[BEGIN RECORDS FOR THIS EXERCISE]
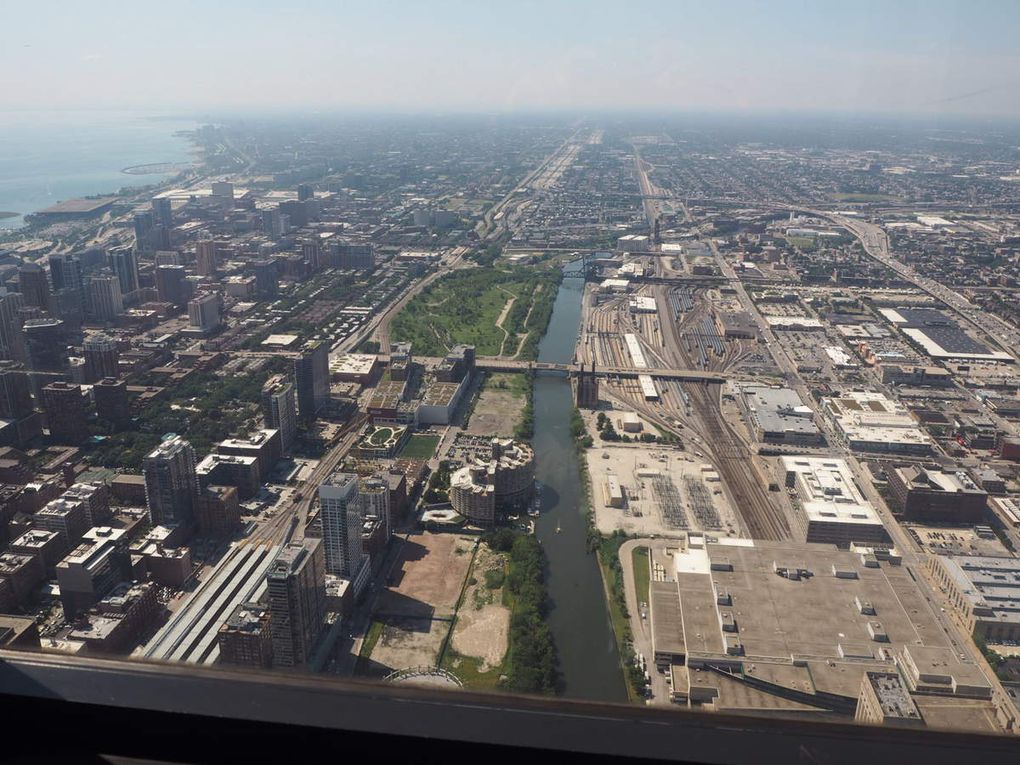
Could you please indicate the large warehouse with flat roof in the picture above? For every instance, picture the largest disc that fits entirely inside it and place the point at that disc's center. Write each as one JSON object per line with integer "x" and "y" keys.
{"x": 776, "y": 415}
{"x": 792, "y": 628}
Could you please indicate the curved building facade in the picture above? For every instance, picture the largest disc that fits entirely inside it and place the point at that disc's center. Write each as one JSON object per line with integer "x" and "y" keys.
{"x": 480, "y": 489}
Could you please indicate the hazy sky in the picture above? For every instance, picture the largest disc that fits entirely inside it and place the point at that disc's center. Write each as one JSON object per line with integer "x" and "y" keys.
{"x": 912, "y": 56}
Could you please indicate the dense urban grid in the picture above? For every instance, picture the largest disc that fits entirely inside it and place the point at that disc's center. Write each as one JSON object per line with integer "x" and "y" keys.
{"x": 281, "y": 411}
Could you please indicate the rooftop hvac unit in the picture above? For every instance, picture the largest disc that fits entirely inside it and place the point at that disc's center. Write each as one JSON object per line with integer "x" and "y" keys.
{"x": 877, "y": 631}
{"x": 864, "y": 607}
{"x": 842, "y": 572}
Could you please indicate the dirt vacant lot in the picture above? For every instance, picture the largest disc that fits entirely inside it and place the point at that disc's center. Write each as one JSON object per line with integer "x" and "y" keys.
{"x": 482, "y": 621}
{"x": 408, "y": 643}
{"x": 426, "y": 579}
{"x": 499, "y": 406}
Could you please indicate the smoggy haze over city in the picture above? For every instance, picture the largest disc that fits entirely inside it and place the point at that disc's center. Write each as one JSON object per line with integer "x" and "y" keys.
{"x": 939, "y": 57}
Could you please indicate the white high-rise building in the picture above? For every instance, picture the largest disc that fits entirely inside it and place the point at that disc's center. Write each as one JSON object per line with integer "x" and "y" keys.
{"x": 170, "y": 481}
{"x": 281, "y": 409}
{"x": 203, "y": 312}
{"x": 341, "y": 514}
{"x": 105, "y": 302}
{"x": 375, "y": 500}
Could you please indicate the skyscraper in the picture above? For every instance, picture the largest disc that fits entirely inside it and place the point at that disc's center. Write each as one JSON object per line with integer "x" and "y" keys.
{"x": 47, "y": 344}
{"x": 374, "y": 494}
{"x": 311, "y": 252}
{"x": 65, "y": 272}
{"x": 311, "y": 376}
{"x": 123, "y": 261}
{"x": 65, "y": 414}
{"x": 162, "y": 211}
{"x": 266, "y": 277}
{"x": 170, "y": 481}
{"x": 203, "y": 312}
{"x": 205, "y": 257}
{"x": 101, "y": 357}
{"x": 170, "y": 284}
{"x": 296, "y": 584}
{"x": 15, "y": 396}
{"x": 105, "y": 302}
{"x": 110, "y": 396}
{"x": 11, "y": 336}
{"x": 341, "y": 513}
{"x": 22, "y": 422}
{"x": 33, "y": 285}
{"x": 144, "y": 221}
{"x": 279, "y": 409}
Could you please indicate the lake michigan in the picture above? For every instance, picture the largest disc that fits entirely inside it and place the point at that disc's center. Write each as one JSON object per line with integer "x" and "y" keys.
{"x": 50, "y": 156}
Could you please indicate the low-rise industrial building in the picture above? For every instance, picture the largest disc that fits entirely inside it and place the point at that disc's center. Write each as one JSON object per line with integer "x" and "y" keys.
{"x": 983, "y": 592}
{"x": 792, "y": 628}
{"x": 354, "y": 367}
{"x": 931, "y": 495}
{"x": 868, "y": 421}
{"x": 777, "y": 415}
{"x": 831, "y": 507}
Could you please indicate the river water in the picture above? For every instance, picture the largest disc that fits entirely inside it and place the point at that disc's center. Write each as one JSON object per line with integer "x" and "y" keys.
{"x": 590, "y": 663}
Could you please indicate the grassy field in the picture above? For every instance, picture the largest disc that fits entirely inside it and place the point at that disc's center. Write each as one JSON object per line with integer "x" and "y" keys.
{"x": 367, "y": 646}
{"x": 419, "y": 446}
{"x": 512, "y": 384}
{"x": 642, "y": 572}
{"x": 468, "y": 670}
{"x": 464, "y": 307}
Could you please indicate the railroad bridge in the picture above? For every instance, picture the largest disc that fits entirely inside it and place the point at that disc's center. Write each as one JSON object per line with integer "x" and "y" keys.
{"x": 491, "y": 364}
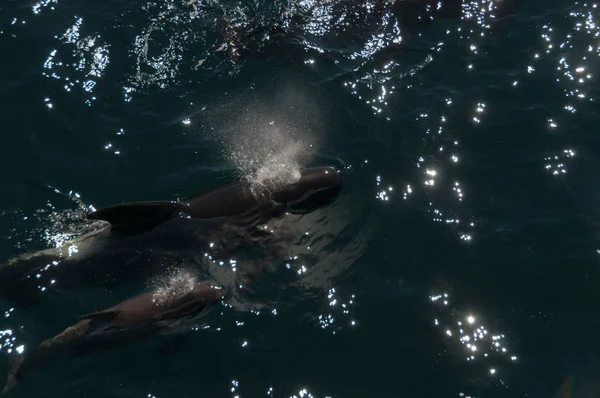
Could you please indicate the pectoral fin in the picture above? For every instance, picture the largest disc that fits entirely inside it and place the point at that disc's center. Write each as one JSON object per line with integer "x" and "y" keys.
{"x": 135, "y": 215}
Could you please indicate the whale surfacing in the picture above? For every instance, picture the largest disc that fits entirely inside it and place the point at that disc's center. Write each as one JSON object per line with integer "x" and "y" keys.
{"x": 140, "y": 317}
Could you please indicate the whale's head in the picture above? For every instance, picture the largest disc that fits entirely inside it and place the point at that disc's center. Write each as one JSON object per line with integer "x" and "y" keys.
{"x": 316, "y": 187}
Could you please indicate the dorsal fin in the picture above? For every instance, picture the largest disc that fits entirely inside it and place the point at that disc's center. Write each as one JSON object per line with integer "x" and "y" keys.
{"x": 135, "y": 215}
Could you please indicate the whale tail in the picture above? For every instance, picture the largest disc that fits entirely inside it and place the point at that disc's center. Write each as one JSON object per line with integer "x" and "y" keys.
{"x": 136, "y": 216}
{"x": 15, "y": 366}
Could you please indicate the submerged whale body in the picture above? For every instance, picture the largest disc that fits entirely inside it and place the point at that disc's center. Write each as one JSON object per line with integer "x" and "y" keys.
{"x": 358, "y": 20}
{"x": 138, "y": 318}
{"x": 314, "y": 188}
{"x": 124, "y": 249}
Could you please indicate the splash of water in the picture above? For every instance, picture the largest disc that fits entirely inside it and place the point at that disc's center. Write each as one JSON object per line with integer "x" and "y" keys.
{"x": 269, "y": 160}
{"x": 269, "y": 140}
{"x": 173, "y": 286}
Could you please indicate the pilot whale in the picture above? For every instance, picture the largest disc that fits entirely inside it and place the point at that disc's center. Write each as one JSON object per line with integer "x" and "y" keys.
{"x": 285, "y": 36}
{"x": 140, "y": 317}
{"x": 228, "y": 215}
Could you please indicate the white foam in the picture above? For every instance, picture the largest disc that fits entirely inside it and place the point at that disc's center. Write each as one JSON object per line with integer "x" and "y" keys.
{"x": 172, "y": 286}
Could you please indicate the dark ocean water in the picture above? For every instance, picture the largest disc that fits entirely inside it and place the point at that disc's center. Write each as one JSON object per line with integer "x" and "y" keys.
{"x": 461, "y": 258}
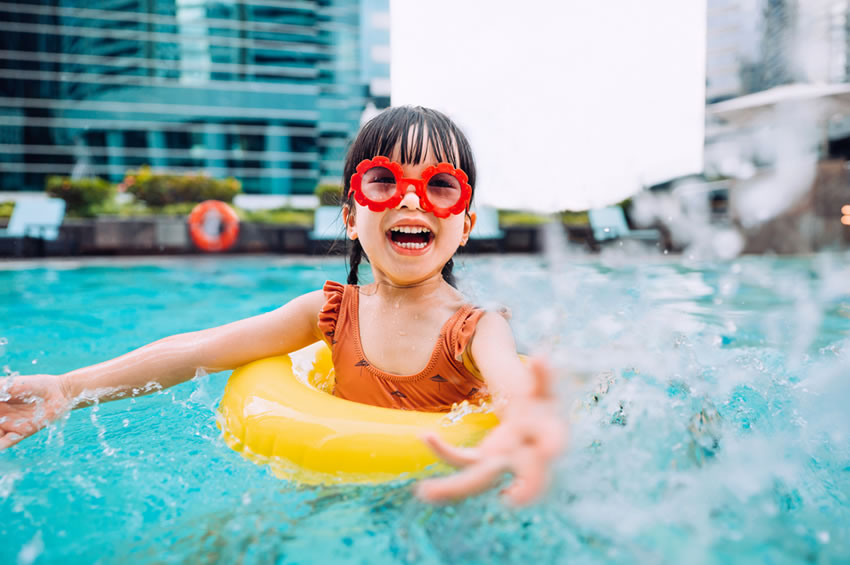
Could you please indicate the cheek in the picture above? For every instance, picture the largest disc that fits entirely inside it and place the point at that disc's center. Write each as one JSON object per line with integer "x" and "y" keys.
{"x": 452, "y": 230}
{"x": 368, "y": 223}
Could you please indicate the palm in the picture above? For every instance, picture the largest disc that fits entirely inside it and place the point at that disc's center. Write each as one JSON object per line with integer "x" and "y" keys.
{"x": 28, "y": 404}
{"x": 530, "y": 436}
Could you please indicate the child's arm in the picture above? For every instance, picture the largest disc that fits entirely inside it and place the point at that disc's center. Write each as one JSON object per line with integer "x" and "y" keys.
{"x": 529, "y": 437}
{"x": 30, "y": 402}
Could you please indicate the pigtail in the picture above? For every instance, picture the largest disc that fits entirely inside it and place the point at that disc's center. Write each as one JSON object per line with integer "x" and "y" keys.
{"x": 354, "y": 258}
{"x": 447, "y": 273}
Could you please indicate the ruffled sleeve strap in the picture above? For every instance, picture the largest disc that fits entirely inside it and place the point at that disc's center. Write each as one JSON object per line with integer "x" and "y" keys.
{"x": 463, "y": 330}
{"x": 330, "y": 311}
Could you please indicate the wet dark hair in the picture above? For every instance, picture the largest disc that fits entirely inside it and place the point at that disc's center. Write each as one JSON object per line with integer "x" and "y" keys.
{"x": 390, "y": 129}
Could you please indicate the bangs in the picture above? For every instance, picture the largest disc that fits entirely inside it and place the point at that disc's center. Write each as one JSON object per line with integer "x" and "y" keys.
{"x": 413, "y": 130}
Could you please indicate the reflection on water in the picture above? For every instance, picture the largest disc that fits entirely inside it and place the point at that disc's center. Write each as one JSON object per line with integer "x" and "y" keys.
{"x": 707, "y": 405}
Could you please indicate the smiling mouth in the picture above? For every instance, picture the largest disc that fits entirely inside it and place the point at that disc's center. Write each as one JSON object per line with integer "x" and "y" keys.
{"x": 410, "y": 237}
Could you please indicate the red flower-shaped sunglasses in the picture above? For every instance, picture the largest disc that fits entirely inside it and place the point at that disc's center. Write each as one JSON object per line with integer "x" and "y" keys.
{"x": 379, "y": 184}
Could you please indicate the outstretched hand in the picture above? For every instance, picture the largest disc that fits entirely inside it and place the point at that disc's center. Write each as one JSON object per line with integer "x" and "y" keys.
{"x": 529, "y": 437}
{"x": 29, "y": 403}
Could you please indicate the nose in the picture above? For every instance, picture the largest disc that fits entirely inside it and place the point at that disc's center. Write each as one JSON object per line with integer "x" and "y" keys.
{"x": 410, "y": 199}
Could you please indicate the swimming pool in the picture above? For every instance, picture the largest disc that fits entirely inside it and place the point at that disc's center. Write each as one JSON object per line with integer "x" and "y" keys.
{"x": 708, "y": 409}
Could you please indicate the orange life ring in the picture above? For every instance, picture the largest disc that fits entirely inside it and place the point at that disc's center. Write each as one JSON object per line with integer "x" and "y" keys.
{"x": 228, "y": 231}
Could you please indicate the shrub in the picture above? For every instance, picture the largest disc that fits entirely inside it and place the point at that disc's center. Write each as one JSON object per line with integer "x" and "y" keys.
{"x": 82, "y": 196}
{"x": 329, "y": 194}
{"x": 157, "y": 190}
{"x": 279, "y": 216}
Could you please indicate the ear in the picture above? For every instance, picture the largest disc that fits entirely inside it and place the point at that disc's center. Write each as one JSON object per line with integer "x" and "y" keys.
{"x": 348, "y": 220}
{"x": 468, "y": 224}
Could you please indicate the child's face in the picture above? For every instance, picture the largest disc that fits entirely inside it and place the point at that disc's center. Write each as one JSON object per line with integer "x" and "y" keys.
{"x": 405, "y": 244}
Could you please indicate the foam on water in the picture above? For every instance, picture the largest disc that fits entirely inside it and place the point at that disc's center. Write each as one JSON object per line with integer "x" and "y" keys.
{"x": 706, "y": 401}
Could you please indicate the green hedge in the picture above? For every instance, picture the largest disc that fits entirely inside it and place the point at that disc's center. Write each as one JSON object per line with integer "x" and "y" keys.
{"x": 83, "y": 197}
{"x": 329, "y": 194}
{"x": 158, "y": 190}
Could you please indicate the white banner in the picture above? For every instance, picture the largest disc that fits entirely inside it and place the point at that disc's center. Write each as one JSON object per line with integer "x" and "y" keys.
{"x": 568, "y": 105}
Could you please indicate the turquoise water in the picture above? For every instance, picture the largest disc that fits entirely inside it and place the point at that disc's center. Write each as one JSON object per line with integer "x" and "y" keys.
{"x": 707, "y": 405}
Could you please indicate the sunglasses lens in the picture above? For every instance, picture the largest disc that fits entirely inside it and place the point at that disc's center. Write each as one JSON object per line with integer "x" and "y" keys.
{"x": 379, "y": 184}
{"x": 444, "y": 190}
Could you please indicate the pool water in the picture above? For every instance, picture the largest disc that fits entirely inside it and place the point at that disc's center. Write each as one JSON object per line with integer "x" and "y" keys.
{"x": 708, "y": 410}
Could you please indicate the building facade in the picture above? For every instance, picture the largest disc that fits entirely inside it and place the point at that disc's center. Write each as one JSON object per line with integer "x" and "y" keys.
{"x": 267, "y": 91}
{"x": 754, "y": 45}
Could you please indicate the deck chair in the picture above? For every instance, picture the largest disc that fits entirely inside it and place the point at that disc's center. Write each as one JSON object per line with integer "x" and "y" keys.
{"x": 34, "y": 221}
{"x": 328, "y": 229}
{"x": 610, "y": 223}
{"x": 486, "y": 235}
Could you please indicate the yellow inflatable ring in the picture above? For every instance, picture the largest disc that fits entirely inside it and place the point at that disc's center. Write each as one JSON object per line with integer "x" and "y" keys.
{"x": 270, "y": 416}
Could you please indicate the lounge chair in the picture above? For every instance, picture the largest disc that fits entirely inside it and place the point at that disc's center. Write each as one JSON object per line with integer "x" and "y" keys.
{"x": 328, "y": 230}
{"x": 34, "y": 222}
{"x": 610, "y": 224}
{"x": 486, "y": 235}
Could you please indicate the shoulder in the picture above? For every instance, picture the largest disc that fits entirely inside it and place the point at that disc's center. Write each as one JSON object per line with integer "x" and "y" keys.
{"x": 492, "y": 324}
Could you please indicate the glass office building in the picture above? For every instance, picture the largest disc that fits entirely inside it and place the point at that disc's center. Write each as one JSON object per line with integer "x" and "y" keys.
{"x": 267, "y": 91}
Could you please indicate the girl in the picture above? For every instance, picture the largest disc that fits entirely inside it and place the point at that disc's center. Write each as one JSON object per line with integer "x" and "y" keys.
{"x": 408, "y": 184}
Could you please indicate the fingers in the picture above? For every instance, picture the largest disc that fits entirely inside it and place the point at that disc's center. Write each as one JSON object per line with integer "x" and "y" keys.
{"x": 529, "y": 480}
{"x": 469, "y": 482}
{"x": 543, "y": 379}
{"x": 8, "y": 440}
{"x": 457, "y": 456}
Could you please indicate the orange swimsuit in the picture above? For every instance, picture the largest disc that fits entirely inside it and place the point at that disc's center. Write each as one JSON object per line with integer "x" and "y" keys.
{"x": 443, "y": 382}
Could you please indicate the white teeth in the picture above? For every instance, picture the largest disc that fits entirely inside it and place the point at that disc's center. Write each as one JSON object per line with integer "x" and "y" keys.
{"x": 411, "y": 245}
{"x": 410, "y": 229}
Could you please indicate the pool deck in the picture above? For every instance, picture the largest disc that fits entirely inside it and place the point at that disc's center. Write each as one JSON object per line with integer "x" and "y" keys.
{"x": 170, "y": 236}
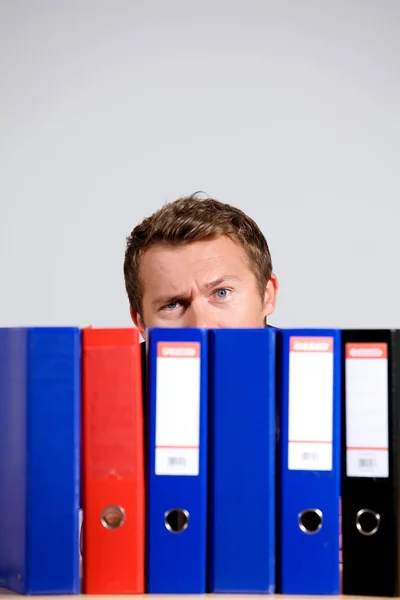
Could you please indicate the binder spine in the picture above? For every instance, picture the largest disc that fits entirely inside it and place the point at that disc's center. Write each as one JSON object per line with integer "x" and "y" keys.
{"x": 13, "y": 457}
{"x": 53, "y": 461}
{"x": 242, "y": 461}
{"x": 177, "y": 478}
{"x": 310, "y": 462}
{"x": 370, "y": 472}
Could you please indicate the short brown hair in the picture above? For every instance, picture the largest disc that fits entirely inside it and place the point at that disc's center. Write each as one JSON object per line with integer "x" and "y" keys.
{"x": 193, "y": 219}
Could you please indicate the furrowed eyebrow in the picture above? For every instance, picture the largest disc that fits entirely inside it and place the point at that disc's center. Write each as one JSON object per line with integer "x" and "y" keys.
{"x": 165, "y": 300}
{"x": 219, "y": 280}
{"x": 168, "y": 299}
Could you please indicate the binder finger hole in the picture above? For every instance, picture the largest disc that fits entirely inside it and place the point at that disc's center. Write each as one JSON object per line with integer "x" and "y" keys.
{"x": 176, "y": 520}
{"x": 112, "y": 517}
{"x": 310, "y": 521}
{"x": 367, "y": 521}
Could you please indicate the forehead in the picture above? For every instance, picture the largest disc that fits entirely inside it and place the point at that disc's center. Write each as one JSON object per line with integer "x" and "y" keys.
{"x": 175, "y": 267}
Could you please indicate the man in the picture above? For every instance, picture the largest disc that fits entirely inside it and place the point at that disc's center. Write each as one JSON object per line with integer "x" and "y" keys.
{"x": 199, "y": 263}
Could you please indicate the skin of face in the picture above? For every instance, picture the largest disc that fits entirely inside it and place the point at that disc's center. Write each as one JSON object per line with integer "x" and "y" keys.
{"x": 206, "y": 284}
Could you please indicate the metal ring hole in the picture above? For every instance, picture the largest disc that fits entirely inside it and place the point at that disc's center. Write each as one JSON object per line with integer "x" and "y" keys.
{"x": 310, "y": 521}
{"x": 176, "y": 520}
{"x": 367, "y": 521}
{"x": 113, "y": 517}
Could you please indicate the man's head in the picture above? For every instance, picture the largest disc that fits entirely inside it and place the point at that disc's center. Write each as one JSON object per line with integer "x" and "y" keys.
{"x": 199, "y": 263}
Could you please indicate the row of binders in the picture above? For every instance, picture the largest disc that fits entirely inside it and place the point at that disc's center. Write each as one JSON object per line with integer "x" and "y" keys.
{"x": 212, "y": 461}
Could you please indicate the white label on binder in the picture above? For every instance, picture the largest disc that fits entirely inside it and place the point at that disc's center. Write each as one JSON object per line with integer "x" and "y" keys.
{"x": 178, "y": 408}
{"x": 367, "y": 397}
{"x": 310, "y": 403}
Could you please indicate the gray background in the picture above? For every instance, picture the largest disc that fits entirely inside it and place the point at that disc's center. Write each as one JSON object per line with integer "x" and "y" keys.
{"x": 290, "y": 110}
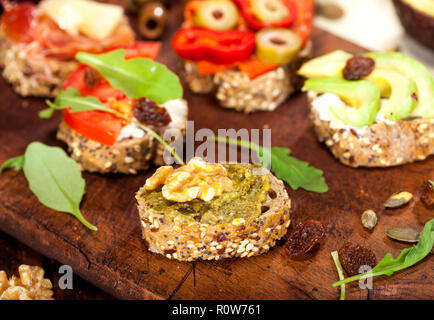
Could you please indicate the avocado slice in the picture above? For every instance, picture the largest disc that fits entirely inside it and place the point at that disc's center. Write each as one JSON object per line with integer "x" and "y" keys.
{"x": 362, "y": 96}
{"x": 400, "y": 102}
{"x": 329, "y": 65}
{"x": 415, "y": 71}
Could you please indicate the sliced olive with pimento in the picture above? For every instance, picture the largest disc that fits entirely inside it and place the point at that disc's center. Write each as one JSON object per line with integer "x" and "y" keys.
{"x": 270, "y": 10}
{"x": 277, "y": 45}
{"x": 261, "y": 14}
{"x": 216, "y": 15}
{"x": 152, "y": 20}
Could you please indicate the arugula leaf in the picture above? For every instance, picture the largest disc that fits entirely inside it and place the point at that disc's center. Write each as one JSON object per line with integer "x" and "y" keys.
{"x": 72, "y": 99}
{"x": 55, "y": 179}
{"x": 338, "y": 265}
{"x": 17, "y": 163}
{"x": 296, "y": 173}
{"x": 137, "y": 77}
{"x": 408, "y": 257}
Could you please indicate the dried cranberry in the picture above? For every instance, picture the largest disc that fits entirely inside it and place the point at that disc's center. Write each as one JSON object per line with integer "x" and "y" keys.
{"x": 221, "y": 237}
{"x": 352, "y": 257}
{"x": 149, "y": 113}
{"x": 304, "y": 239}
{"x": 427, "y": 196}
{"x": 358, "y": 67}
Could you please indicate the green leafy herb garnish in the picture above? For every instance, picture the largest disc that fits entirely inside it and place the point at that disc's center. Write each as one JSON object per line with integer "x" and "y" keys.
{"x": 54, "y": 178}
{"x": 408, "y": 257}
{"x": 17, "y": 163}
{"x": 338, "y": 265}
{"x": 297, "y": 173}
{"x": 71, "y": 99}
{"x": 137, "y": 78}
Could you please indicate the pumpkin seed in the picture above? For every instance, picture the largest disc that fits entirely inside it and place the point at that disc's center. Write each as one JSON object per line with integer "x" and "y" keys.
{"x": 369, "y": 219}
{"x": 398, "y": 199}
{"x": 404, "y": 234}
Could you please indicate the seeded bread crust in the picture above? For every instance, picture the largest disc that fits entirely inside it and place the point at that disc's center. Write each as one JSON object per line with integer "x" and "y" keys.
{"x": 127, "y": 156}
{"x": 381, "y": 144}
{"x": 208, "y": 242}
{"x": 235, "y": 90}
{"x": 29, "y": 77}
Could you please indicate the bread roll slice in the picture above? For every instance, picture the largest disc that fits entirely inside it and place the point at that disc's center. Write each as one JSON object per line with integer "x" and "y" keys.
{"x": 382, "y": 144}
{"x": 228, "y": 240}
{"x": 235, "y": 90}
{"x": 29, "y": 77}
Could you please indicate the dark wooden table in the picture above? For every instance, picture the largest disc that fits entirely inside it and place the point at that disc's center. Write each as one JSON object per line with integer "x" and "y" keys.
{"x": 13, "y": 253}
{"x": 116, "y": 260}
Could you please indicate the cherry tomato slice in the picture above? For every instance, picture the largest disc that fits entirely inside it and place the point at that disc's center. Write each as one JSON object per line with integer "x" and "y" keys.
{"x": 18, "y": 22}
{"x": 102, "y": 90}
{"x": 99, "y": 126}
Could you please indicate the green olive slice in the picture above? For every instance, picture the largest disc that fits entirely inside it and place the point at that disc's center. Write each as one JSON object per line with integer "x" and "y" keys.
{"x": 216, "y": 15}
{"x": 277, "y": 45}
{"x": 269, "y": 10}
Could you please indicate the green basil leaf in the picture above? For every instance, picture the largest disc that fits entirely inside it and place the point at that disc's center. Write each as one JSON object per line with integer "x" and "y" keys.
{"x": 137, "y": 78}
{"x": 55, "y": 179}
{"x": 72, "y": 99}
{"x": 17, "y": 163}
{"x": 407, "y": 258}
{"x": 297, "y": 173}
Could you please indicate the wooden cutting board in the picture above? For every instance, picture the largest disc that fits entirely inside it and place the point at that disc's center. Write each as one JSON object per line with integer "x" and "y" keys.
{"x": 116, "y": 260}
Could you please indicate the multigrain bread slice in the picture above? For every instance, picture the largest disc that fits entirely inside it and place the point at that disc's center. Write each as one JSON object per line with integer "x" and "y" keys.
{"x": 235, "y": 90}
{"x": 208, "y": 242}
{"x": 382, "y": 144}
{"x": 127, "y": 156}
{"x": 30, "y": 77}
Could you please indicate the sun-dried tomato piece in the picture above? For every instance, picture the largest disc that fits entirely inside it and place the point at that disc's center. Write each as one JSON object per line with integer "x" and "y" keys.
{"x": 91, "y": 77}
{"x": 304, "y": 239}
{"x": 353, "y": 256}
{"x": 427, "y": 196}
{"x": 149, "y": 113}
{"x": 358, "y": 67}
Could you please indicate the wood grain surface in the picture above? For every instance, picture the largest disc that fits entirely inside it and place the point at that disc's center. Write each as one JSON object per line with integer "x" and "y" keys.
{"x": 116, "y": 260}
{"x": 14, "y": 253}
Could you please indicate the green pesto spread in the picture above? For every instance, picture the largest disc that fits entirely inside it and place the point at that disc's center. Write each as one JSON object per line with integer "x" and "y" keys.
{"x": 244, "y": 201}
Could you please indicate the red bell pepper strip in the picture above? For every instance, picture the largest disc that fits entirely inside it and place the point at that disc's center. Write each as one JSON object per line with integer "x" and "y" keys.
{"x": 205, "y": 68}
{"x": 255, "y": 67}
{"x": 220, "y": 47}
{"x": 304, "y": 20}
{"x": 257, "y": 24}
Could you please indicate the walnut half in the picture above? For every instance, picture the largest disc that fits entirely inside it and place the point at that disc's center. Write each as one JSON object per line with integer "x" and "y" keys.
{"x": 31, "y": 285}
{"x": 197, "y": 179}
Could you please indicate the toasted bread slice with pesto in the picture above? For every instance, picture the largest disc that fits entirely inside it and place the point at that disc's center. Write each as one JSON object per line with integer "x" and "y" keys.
[END RECORDS FOR THIS EXERCISE]
▸ EXERCISE GOAL
Reproduce exactly the lines from the one with "Could you please indicate the green pesto" through the end of the entries above, both ends included.

▸ TASK RESULT
Could you please indicate the green pesto spread in the picture above? For every instance, picture the largest disc that fits entirely inside it and place the point at that disc's center. Write each as one JSON object per line with integer "x" and "y" keys.
{"x": 244, "y": 201}
Could you please indicate the red bell pepper strip in the picture above? For every instance, picture the largest disc that fits entirely inside it and place the point at that disc's center. Write each as one JSON object per line with integer "x" and "y" keys.
{"x": 205, "y": 68}
{"x": 255, "y": 67}
{"x": 220, "y": 47}
{"x": 304, "y": 20}
{"x": 257, "y": 24}
Could you please indicate the walnut half in the picture above? For every instance, picture the largest disc that fits entirely inside it and place the point at that disc's center. Write each as one JSON object per line with integer "x" and "y" keys.
{"x": 31, "y": 285}
{"x": 197, "y": 179}
Could you please indicate the toasted bread slice with pesto in the picture above? For every instance, picture the largest disc that fits entirely inside it and place the point at that disc's center. Write each as one JSON object per line with integer "x" and "y" keys.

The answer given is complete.